- _What to do_:
(a) Copy the cholera article word for word from "The rise is" to "a year ago.".
(b) In the cholera article, how many beds does the treatment center in Martissaint have for patients?
[Text — start]
Haiti group sees jump in cholera cases in the Capital
By Trenton Daniel
Associated Press / October 10, 2011

PORT-AU-PRINCE, Haiti—The number of cholera cases seen in the Haitian capital has jumped about threefold in recent weeks, an official with a foreign aid group said Monday.

Pascale Zintzen, deputy head of mission for Doctors Without Borders, said the group’s four treatment centers in the Port-au-Prince metropolitan area have handled as many as 850 cases in a single week lately. That compares with about 250 cases a week more than a month ago.

The rise is largely attributed to the second rainy season of the year, when showers and floods cause the waterborne disease to spread freely in the crowded and unsanitary capital, Zintzen said.

One cholera treatment center in the densely packed Port-au-Prince area of Martissaint has 90 beds for patients but is almost out of space, she said.

“We are not far from it,” Zintzen said by telephone. “We are worried about what we see at the moment.”

Despite the jump in cases, the weekly number is still far below what foreign aid groups saw in the initial peak last November after the disease surfaced a year ago.
[Text — finish]
[Record excerpts — start]
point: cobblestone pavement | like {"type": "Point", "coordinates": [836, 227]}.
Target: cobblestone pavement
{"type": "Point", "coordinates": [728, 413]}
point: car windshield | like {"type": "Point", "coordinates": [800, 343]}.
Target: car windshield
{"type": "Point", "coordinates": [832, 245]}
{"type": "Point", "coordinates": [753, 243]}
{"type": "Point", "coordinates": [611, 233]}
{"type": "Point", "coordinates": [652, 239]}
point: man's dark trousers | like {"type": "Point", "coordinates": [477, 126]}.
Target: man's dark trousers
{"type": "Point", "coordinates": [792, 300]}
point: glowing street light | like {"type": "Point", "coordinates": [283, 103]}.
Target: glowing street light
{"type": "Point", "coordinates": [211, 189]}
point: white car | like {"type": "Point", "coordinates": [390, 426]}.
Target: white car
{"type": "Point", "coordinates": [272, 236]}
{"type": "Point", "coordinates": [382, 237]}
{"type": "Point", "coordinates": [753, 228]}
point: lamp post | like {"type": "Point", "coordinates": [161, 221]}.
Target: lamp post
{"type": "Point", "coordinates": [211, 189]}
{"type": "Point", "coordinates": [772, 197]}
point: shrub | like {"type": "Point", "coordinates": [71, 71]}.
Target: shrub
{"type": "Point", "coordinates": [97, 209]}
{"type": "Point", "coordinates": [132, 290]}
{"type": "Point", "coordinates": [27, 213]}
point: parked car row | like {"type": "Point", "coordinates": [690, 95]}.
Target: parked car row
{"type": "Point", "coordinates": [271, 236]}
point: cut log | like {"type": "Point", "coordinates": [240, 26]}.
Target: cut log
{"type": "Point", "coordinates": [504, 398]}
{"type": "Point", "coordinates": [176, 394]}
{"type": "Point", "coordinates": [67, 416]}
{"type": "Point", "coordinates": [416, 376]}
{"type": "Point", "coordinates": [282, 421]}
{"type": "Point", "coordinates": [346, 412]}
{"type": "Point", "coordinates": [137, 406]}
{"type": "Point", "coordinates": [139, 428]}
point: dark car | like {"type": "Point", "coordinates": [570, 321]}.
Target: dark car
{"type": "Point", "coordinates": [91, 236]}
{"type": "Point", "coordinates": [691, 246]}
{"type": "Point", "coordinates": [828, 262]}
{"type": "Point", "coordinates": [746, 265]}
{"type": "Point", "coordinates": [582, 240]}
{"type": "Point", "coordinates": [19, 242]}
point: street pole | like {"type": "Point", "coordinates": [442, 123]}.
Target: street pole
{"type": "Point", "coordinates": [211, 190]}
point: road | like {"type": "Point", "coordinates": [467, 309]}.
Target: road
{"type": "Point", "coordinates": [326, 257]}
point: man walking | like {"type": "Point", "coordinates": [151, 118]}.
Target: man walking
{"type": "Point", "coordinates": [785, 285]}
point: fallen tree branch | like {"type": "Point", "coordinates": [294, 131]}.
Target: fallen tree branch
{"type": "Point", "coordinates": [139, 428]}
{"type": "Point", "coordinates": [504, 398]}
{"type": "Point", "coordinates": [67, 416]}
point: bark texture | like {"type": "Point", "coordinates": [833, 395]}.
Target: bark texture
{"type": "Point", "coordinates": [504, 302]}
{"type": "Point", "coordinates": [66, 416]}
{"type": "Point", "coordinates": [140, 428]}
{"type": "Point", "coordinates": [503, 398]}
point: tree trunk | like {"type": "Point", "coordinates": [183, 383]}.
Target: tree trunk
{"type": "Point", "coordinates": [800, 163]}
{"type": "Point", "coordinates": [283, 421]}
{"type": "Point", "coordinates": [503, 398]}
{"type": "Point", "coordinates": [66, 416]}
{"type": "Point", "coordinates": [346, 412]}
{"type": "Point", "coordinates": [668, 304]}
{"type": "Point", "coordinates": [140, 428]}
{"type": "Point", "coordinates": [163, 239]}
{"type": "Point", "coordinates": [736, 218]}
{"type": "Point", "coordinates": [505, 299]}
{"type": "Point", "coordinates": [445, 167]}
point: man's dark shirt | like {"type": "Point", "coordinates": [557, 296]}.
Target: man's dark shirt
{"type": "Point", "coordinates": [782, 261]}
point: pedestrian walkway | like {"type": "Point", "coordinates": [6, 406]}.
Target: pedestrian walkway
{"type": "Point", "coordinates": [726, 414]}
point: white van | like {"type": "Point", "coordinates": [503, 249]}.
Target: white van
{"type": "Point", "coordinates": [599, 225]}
[Record excerpts — finish]
- _Numbered responses_:
(a)
The rise is largely attributed to the second rainy season of the year, when showers and floods cause the waterborne disease to spread freely in the crowded and unsanitary capital, Zintzen said.

One cholera treatment center in the densely packed Port-au-Prince area of Martissaint has 90 beds for patients but is almost out of space, she said.

“We are not far from it,” Zintzen said by telephone. “We are worried about what we see at the moment.”

Despite the jump in cases, the weekly number is still far below what foreign aid groups saw in the initial peak last November after the disease surfaced a year ago.

(b) 90 beds.